--- Problem ---
Render the lines from the one containing "Could you spot the orange autumn" through the one containing "(1252, 570)", both included, as a numbered list that omits blank lines.

Input start

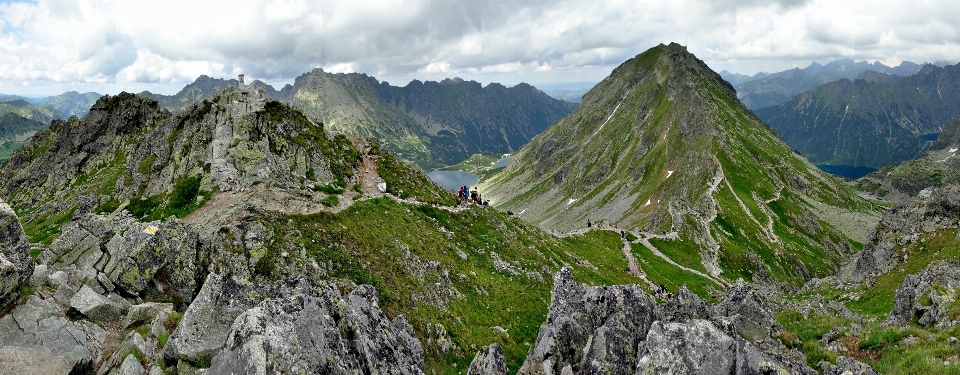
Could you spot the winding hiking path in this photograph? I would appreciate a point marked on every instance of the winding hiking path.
(655, 251)
(644, 238)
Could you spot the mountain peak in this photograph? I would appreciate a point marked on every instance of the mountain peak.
(662, 146)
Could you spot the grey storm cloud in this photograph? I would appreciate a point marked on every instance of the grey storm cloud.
(121, 43)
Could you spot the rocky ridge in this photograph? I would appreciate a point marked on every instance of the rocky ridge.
(622, 330)
(862, 123)
(934, 209)
(776, 88)
(684, 150)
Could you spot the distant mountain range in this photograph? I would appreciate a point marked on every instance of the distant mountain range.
(939, 166)
(871, 123)
(663, 146)
(764, 90)
(430, 123)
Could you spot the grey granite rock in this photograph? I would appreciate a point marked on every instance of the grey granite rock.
(591, 328)
(133, 345)
(16, 267)
(40, 274)
(145, 313)
(318, 331)
(901, 225)
(96, 306)
(620, 330)
(488, 361)
(698, 347)
(40, 360)
(131, 366)
(928, 296)
(39, 326)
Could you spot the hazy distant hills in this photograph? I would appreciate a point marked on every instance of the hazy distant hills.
(764, 90)
(737, 79)
(430, 123)
(71, 103)
(937, 167)
(868, 123)
(22, 108)
(663, 145)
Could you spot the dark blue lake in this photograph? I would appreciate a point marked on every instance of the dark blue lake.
(848, 171)
(453, 180)
(502, 162)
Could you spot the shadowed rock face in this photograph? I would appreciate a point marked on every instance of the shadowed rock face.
(15, 263)
(238, 328)
(933, 209)
(621, 330)
(928, 296)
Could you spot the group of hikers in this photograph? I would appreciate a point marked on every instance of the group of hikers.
(471, 196)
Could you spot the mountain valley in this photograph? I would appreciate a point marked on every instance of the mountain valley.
(659, 227)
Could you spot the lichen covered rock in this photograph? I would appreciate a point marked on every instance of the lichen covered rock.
(16, 267)
(488, 361)
(621, 330)
(237, 327)
(932, 297)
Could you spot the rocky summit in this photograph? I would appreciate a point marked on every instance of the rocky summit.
(663, 148)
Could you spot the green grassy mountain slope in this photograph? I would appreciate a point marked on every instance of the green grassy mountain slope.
(937, 167)
(662, 145)
(912, 239)
(273, 195)
(863, 123)
(432, 124)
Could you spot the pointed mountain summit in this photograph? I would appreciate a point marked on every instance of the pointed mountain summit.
(662, 146)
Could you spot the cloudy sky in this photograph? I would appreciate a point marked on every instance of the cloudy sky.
(51, 46)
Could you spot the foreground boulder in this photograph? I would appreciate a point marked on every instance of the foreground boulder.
(37, 338)
(621, 330)
(117, 253)
(237, 328)
(16, 267)
(930, 297)
(591, 328)
(698, 347)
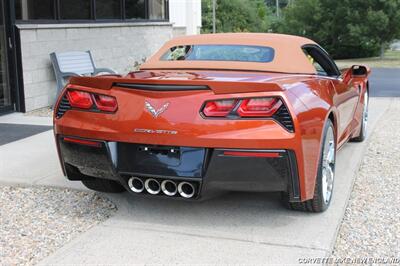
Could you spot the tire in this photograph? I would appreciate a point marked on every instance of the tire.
(364, 121)
(103, 185)
(325, 176)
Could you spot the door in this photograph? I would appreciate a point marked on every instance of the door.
(6, 99)
(346, 94)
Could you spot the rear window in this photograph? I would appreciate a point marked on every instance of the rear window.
(208, 52)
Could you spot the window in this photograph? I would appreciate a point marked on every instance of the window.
(75, 9)
(47, 11)
(108, 9)
(135, 9)
(241, 53)
(156, 9)
(321, 61)
(29, 9)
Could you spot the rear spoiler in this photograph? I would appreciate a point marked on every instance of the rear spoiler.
(218, 87)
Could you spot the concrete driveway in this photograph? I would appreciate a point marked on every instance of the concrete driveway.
(234, 228)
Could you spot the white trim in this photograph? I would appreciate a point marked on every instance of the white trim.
(90, 25)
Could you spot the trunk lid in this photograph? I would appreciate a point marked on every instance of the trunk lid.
(217, 82)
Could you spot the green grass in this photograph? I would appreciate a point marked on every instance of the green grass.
(390, 60)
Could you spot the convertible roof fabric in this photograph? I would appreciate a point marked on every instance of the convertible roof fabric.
(289, 56)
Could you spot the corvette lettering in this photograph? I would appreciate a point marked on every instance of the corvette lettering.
(155, 131)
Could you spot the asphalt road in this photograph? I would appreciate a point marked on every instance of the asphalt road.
(385, 82)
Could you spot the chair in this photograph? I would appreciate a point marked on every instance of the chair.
(70, 64)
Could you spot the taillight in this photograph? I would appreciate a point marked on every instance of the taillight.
(80, 99)
(259, 107)
(105, 103)
(252, 107)
(219, 108)
(91, 101)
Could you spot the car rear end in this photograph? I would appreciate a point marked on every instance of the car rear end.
(179, 138)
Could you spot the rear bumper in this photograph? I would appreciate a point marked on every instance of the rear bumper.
(209, 169)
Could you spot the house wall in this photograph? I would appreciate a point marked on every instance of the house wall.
(185, 16)
(113, 45)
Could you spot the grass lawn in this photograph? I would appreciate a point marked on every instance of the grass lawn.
(391, 60)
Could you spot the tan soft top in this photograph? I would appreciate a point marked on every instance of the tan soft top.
(289, 57)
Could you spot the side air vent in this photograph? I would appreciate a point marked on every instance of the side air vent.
(283, 117)
(63, 107)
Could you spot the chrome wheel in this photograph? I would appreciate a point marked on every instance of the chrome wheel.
(328, 165)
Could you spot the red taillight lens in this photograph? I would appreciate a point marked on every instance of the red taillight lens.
(80, 99)
(259, 107)
(219, 108)
(105, 103)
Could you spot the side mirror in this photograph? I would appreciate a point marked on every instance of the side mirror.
(359, 71)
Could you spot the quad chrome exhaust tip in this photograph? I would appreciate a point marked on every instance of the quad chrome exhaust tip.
(152, 186)
(186, 190)
(136, 184)
(169, 188)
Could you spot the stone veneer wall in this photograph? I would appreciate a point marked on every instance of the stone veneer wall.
(113, 45)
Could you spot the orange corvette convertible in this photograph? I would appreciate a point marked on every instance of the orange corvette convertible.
(212, 113)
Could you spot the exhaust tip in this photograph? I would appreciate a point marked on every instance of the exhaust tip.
(136, 184)
(152, 186)
(169, 188)
(186, 190)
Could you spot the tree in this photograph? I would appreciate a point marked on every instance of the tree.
(236, 16)
(351, 28)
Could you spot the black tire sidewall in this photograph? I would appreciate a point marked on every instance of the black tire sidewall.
(318, 201)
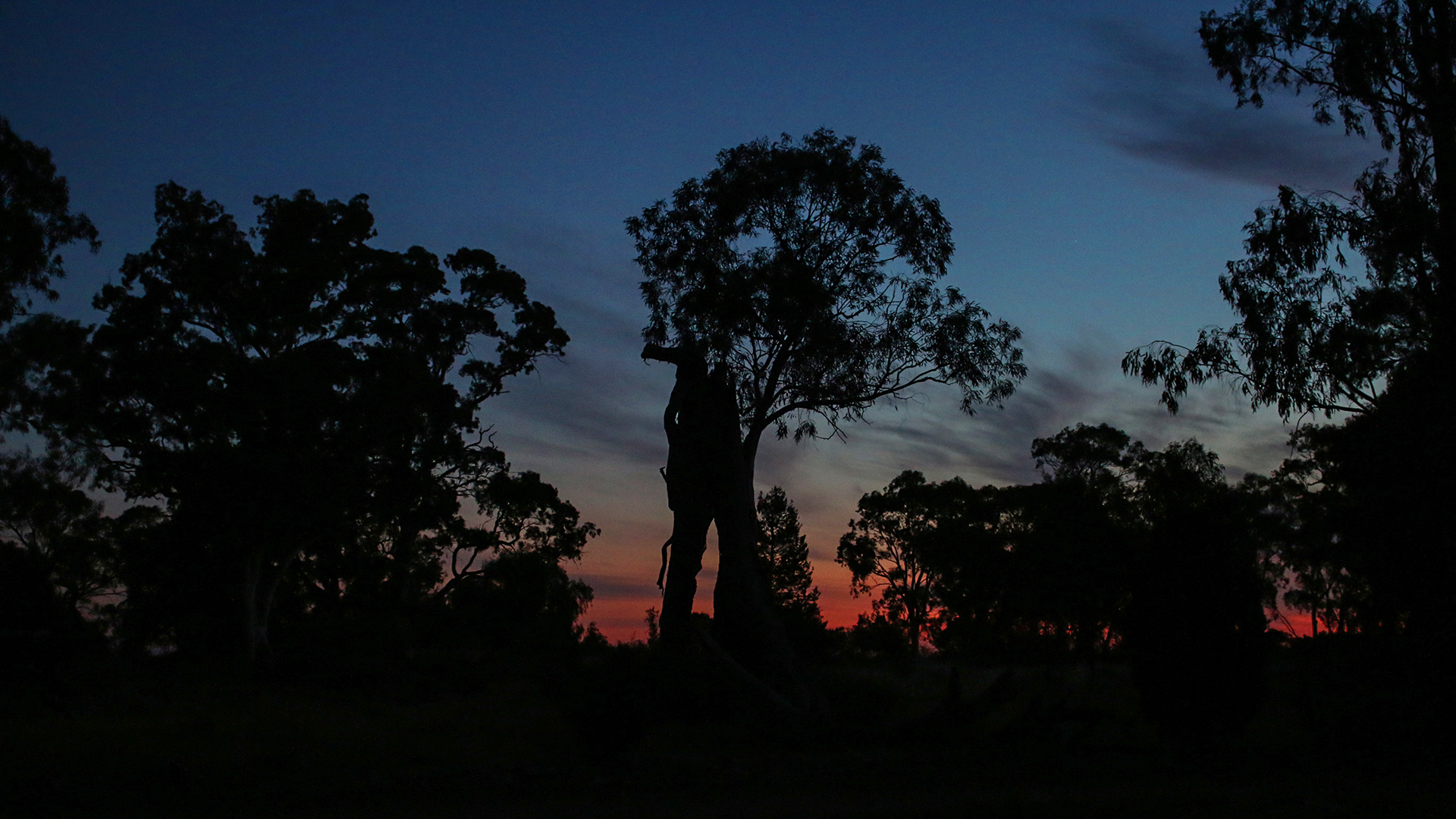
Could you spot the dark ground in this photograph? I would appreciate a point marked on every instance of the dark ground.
(1343, 733)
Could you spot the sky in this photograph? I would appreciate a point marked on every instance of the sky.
(1095, 172)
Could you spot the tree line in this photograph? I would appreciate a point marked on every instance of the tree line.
(293, 417)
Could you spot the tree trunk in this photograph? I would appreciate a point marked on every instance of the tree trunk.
(710, 480)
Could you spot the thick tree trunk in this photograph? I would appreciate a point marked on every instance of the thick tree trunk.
(710, 480)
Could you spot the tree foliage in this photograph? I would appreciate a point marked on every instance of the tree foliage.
(783, 554)
(36, 223)
(808, 270)
(1337, 295)
(290, 394)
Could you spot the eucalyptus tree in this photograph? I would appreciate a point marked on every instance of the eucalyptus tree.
(287, 392)
(1347, 305)
(797, 286)
(1337, 295)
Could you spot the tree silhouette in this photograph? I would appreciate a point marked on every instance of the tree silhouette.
(797, 281)
(1316, 337)
(1196, 621)
(783, 557)
(36, 223)
(887, 548)
(1312, 335)
(289, 392)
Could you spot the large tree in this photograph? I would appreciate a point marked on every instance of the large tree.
(783, 554)
(287, 392)
(797, 284)
(1348, 303)
(36, 223)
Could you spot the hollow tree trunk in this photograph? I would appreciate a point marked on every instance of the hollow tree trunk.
(710, 480)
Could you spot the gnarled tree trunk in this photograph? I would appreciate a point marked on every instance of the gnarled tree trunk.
(710, 479)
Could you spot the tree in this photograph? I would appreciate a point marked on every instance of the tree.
(36, 223)
(1194, 623)
(1316, 337)
(783, 557)
(287, 392)
(1312, 335)
(890, 548)
(57, 561)
(797, 281)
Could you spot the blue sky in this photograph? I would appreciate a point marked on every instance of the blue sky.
(1094, 169)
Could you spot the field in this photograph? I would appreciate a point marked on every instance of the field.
(606, 735)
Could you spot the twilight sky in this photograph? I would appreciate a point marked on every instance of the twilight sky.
(1092, 167)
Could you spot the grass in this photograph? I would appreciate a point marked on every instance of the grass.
(619, 735)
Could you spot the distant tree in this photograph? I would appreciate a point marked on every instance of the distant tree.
(1310, 563)
(783, 554)
(287, 392)
(890, 548)
(1310, 335)
(57, 554)
(36, 223)
(1194, 624)
(800, 279)
(1348, 303)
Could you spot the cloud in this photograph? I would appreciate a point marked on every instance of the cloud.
(1163, 102)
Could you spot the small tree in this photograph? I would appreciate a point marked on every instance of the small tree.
(890, 548)
(783, 554)
(36, 223)
(289, 392)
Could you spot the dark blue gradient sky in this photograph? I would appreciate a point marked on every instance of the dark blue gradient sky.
(1094, 169)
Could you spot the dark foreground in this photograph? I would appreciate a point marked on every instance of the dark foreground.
(1343, 735)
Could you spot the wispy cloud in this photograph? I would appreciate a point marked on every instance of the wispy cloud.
(1161, 101)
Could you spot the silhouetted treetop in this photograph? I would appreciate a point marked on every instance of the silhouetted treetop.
(808, 270)
(293, 392)
(36, 222)
(1312, 334)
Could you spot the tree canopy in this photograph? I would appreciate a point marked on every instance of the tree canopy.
(291, 392)
(1315, 331)
(36, 223)
(808, 270)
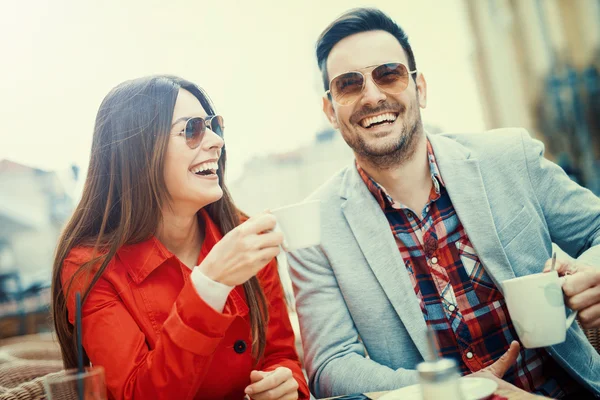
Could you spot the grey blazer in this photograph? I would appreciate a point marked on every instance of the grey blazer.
(362, 328)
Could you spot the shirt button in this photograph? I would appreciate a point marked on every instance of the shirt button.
(240, 346)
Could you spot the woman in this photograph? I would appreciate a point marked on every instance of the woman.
(181, 300)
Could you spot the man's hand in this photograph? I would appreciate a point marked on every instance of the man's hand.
(497, 370)
(274, 385)
(582, 290)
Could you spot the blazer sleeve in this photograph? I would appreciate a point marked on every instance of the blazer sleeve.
(572, 212)
(280, 350)
(177, 365)
(335, 358)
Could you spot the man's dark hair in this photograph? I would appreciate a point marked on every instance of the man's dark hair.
(354, 21)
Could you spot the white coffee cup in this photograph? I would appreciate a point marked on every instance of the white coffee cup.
(537, 309)
(300, 224)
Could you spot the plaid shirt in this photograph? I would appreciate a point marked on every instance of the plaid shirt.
(458, 299)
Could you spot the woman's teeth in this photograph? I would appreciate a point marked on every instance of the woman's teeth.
(204, 168)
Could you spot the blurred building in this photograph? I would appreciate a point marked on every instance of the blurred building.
(276, 180)
(537, 66)
(34, 205)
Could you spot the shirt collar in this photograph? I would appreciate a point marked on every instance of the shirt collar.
(144, 257)
(381, 195)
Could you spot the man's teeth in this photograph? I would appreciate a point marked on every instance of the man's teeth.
(210, 166)
(388, 117)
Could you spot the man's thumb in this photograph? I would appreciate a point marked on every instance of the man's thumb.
(507, 360)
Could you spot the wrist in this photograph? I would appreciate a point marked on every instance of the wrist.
(209, 271)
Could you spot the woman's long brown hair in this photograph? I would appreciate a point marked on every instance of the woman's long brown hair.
(125, 191)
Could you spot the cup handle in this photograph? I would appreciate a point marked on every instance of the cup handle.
(573, 315)
(283, 246)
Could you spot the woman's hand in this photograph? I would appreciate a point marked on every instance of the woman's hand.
(497, 370)
(274, 385)
(243, 252)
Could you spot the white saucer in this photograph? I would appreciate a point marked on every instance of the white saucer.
(472, 388)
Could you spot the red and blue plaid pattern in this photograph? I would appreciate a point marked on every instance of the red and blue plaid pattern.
(458, 299)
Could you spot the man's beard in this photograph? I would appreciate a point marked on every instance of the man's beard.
(395, 153)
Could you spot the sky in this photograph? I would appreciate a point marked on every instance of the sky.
(255, 59)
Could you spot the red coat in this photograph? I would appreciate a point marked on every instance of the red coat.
(156, 338)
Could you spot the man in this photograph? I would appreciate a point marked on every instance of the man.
(421, 230)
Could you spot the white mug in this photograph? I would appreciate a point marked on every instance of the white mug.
(300, 224)
(537, 309)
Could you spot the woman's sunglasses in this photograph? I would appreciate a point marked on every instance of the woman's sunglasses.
(195, 128)
(346, 88)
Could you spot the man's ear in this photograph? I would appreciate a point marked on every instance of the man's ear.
(421, 90)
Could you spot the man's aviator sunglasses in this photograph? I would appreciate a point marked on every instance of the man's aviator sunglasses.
(346, 88)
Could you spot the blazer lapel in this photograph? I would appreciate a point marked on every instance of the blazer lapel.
(373, 234)
(462, 177)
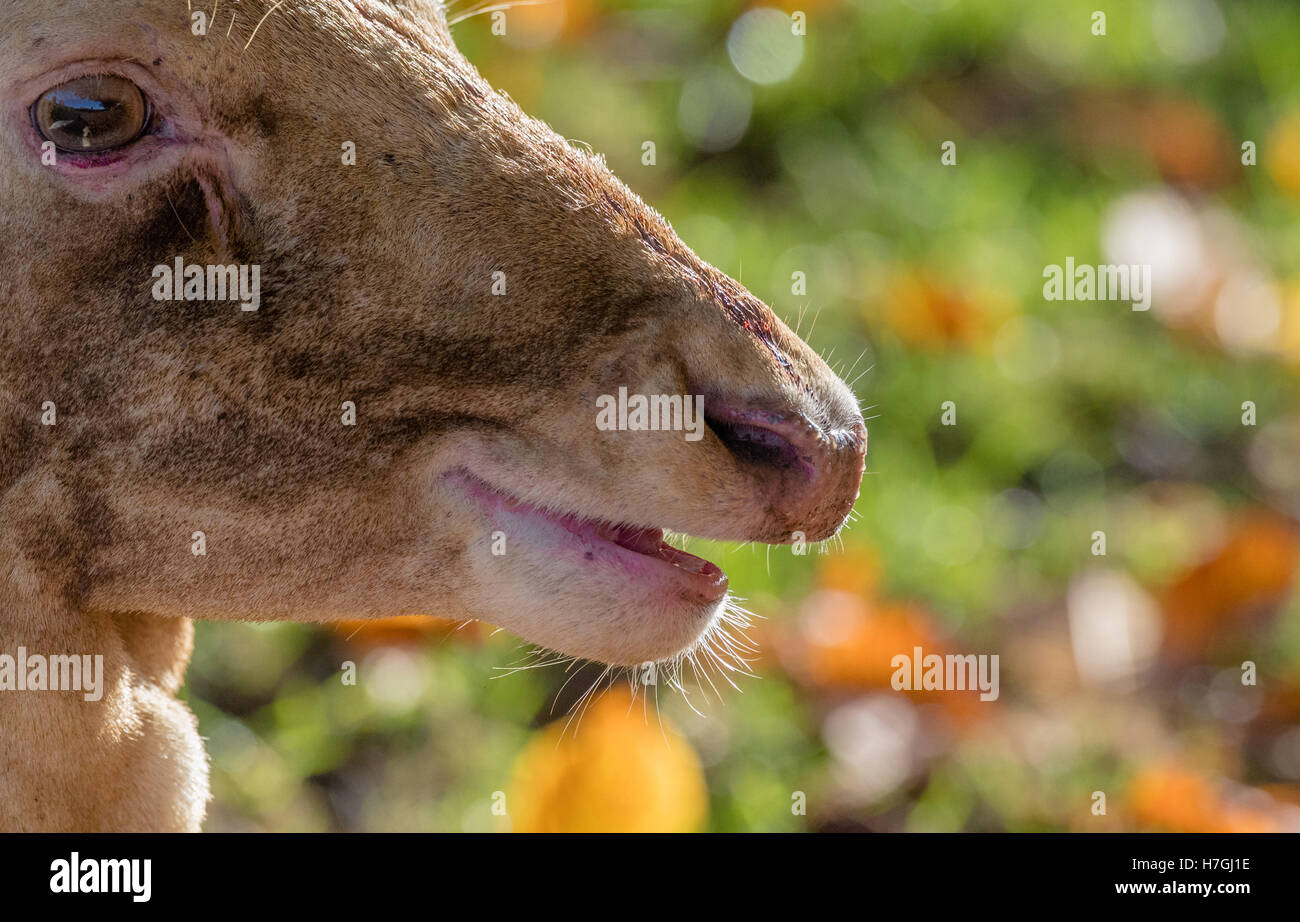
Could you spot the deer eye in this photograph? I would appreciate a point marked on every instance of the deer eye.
(91, 113)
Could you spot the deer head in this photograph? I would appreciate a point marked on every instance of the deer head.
(467, 291)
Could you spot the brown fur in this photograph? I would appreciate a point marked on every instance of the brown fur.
(182, 416)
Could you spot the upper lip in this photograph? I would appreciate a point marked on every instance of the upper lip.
(644, 542)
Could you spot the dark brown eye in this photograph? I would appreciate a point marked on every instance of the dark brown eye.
(91, 113)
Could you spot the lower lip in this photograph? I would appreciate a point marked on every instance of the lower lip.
(568, 535)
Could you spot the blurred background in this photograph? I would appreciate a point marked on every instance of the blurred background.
(1175, 432)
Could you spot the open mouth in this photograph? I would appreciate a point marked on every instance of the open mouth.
(640, 552)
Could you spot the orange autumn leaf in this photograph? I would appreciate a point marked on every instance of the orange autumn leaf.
(1187, 142)
(1283, 161)
(1170, 799)
(930, 314)
(843, 641)
(618, 770)
(1252, 570)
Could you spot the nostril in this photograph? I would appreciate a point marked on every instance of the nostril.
(784, 442)
(757, 445)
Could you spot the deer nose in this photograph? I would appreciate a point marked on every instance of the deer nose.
(807, 475)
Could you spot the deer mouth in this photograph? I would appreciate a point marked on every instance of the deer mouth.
(576, 541)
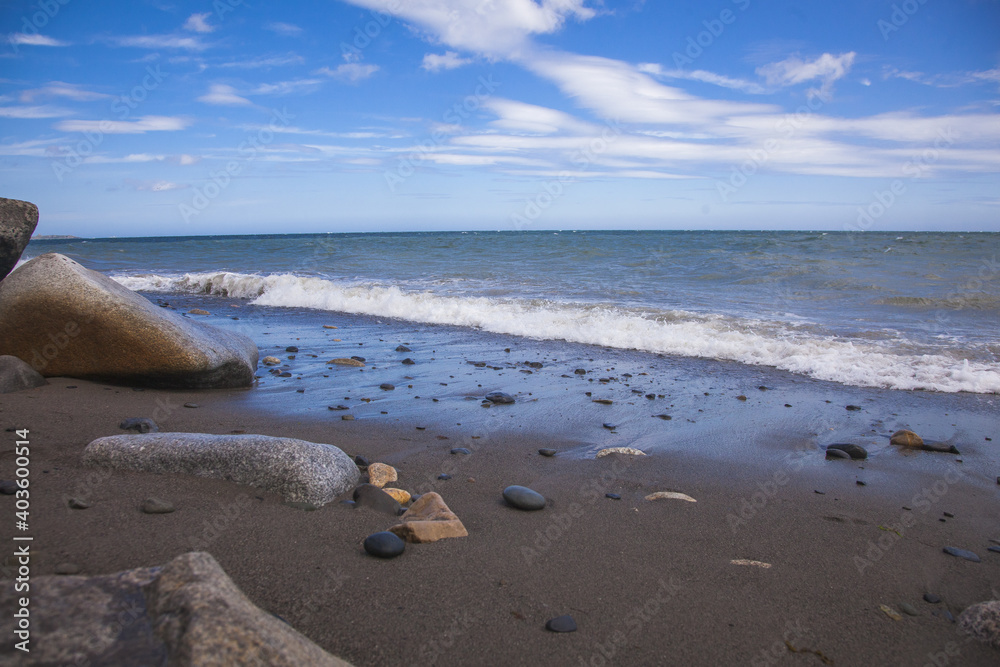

Input end

--- Solution to this exercise ---
1. Could you spot the orange autumn leaf in this photograph? I would appreciate a point marked on every instance of the orange autumn leaf.
2. (1187, 142)
3. (1283, 161)
4. (1170, 799)
5. (930, 314)
6. (843, 641)
7. (618, 770)
8. (1252, 570)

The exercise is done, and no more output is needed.